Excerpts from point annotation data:

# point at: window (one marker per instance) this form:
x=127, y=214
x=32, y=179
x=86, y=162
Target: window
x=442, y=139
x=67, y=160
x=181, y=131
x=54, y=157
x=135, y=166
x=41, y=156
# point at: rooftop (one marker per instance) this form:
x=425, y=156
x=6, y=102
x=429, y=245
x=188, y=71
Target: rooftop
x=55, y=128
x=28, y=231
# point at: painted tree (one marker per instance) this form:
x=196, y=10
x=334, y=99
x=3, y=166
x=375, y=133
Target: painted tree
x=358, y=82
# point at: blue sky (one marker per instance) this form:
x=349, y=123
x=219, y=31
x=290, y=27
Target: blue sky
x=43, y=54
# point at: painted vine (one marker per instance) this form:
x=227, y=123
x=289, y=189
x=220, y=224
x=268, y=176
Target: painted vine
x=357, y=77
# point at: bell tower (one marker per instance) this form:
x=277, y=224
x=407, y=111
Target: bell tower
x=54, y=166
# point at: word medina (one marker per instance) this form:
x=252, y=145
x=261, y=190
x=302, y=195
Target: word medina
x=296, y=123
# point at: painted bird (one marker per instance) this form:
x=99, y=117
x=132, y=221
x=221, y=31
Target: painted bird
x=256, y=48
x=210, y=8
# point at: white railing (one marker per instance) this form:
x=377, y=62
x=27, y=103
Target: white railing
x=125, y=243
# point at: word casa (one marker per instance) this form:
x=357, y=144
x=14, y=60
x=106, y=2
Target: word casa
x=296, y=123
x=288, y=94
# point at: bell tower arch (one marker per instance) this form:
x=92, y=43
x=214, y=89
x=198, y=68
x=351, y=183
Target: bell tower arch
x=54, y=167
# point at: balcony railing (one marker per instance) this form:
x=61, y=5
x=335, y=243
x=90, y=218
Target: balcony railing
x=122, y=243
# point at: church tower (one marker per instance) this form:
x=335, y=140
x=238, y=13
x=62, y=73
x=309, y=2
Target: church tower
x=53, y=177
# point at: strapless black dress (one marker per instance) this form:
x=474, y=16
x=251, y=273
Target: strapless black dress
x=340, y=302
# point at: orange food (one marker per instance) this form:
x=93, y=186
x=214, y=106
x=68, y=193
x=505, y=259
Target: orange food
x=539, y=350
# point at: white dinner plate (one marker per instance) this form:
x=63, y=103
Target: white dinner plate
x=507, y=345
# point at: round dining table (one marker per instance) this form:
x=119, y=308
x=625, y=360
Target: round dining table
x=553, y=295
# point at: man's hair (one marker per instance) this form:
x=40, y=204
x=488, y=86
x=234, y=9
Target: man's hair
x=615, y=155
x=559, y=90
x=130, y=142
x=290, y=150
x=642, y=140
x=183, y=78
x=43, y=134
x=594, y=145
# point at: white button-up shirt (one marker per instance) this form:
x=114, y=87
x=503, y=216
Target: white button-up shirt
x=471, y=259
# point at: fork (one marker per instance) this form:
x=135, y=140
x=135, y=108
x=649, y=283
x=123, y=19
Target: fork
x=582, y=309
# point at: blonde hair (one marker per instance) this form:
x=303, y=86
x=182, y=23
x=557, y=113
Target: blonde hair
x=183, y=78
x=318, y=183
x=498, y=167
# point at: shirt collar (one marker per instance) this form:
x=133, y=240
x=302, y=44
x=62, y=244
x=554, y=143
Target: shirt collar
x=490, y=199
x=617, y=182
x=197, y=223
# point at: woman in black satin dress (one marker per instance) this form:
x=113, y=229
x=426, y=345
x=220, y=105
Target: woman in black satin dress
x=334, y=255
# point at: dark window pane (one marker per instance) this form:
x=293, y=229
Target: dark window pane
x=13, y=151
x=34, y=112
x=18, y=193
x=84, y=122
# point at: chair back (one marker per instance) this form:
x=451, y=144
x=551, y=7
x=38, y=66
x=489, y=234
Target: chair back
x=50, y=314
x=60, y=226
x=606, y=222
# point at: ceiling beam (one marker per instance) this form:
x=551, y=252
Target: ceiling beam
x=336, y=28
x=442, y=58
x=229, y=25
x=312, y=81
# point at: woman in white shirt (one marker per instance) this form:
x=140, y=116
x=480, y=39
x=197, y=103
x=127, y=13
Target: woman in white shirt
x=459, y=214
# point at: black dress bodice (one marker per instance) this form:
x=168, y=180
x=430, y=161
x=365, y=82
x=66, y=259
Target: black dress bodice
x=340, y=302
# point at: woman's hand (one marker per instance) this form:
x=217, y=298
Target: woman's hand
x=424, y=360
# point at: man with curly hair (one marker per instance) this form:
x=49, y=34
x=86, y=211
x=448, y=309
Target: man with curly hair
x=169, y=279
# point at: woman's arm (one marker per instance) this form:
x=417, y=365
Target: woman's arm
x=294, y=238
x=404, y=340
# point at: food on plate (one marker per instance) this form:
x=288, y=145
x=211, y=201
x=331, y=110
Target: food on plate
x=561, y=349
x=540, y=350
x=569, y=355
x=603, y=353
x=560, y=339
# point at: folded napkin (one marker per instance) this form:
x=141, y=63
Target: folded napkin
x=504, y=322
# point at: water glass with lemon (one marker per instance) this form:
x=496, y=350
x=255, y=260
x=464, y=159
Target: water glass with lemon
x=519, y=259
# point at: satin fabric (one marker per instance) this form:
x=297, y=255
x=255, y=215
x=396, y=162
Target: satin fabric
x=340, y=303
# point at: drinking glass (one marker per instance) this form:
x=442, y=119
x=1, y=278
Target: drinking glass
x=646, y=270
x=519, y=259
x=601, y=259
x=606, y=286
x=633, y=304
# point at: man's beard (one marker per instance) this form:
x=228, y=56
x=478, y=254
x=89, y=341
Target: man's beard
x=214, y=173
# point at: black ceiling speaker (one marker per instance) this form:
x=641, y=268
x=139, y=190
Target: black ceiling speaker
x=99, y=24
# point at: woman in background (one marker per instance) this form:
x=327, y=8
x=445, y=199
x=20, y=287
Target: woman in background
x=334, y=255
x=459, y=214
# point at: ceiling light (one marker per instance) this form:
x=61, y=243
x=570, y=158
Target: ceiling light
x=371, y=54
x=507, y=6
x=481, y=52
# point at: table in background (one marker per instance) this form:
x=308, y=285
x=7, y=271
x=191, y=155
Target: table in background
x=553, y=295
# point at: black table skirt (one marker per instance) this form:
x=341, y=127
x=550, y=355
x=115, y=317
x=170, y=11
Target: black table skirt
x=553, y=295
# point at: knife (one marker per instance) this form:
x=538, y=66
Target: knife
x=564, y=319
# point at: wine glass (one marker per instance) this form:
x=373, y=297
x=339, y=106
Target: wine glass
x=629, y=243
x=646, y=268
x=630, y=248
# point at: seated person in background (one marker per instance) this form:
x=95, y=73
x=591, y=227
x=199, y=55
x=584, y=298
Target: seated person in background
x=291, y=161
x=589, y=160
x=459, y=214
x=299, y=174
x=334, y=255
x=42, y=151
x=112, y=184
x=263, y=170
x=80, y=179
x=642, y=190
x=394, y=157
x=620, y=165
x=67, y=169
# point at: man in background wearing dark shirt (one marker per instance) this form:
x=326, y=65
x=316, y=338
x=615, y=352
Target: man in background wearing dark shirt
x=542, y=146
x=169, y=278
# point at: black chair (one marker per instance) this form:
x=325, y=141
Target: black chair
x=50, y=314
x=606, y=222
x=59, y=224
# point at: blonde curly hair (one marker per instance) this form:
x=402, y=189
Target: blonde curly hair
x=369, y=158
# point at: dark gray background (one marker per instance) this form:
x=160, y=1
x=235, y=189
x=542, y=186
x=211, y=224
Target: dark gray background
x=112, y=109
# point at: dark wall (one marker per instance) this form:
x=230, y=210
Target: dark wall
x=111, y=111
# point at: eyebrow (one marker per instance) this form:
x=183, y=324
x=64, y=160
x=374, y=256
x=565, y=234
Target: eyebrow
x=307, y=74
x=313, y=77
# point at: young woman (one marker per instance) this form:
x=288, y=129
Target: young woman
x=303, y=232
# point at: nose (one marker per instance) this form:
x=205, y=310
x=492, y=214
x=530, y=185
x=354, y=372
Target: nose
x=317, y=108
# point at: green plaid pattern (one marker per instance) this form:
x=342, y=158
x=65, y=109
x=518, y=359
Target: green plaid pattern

# What you will do
In the data from the line with "# point at: blonde curly" through the end of the data, change every "eyebrow" to "brow" and leave everything else unchanged. Give back only those lines.

# Solution for this problem
# point at: blonde curly hair (one marker per instance) this form:
x=402, y=189
Target: blonde curly hair
x=369, y=158
# point at: dark gray background (one marker per instance) this form:
x=160, y=1
x=235, y=189
x=542, y=186
x=211, y=224
Target: dark gray background
x=112, y=109
# point at: dark wall (one marker per instance) this form:
x=230, y=210
Target: dark wall
x=111, y=111
# point at: brow (one marker per instance) this form:
x=183, y=324
x=64, y=160
x=374, y=256
x=565, y=234
Target: brow
x=307, y=74
x=313, y=77
# point at: young woman (one marker per instance) this form:
x=288, y=129
Target: young woman
x=303, y=232
# point at: nose (one marker per instance) this form:
x=205, y=310
x=492, y=214
x=530, y=185
x=354, y=372
Target: nose
x=317, y=108
# point at: green plaid pattern (one marker per instance) this form:
x=342, y=158
x=65, y=109
x=518, y=359
Target: green plaid pattern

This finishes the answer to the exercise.